> The task:
Please collect every line of the records below that contains the string "menu", matching case exactly.

----- Information shown -----

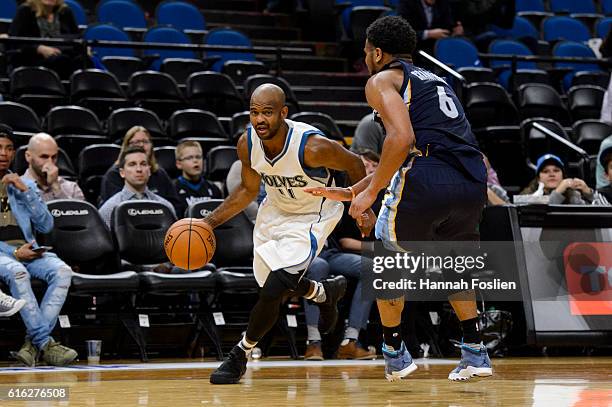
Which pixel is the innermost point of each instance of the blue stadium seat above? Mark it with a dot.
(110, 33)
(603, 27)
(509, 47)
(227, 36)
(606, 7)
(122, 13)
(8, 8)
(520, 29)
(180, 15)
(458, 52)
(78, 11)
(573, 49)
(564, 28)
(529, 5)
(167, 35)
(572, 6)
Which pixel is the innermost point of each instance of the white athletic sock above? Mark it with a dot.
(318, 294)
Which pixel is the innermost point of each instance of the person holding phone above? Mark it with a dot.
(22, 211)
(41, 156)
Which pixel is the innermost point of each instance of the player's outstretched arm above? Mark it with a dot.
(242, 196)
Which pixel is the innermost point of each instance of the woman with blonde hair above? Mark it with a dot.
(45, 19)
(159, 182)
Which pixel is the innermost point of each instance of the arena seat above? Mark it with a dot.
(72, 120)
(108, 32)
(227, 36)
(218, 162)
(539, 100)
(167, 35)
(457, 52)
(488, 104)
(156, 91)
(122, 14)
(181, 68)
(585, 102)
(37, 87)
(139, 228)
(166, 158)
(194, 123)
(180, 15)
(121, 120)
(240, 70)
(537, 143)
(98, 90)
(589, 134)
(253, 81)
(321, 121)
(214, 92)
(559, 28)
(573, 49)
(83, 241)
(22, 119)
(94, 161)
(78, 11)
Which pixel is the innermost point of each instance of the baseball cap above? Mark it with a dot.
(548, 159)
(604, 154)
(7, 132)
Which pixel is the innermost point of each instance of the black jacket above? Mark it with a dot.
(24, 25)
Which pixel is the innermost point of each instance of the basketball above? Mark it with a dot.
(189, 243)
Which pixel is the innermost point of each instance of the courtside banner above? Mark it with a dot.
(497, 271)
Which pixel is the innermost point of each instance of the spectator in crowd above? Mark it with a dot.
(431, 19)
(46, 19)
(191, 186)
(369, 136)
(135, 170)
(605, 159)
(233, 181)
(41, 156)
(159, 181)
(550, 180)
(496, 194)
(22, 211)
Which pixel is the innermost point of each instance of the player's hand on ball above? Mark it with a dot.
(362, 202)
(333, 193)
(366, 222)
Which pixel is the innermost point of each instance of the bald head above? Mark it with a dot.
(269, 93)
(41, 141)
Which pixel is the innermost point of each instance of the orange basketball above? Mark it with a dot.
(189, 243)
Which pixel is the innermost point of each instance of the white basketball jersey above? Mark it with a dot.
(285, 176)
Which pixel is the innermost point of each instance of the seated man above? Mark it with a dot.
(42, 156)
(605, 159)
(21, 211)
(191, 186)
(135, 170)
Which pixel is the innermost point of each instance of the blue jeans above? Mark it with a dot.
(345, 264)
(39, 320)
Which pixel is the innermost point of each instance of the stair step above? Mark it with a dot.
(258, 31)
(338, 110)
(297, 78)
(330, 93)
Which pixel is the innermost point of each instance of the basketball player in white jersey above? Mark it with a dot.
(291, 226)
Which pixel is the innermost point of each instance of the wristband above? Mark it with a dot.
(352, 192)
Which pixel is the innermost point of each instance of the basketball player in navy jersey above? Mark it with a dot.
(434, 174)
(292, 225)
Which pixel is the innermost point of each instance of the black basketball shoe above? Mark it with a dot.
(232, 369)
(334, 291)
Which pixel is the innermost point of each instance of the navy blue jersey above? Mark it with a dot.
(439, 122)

-----
----- Information shown -----

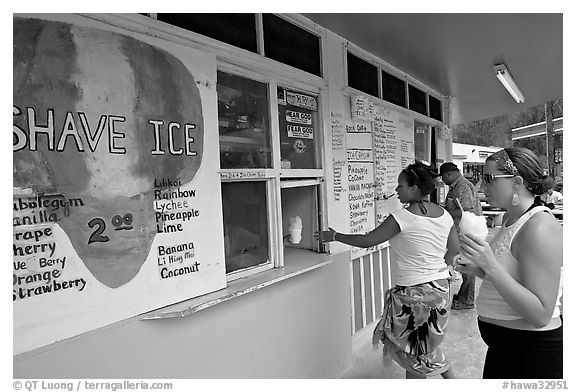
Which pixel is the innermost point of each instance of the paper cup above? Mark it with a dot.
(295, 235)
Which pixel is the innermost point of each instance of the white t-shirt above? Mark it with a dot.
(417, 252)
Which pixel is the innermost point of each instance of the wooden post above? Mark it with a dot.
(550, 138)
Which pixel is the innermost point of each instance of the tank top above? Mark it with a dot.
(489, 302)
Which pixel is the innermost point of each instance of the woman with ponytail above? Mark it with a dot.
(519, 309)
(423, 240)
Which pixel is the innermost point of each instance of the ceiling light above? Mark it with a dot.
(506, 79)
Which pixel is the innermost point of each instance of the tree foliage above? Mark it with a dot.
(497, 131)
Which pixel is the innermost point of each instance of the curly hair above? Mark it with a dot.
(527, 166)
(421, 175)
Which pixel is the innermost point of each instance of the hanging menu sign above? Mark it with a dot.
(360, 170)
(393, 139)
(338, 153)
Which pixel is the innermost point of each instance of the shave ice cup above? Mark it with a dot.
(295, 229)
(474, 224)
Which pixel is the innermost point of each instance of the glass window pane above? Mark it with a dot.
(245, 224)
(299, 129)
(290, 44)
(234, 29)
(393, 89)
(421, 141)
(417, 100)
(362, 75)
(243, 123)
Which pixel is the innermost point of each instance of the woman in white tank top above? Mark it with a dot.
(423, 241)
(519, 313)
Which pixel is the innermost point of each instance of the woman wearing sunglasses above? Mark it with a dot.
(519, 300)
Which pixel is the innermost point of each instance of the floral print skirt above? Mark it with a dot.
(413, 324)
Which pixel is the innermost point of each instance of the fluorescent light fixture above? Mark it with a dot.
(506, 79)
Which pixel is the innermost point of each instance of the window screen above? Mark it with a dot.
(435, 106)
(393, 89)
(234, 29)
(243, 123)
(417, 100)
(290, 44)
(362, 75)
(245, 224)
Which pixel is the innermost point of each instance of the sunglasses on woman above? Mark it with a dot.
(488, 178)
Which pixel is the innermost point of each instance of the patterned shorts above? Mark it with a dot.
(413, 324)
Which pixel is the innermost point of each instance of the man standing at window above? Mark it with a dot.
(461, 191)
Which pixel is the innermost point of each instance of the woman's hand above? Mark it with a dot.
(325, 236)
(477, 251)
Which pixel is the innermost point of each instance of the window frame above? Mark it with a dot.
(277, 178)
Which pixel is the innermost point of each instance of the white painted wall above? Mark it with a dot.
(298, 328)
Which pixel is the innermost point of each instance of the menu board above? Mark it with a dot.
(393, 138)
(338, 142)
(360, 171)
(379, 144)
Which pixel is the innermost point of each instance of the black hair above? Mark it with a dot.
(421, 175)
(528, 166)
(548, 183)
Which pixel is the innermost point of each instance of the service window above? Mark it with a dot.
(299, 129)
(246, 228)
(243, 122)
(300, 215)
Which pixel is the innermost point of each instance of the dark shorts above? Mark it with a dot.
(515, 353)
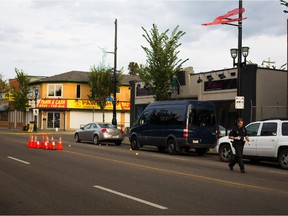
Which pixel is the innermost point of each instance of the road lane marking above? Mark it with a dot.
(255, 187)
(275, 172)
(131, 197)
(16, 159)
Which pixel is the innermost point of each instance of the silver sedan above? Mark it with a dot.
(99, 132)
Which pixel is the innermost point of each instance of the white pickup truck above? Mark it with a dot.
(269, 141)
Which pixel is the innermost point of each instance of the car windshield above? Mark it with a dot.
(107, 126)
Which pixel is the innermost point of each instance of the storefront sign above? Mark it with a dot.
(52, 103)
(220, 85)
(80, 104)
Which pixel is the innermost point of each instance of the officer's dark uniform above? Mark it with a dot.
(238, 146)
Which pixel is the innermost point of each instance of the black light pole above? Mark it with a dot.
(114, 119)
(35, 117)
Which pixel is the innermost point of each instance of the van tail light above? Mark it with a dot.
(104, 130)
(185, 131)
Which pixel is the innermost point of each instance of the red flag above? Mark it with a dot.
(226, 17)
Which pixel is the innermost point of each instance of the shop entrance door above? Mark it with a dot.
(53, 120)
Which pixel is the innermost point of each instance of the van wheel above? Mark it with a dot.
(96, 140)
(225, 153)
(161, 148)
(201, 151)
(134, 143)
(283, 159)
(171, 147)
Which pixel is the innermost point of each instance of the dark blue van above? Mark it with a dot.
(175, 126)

-----

> Response to this exercise:
Which pixel is the innermost point of each instance of the hanging menu sign above? Mark it with a dot.
Which pixel is the innermost point of each instance of the menu board above? Mark it with a dot.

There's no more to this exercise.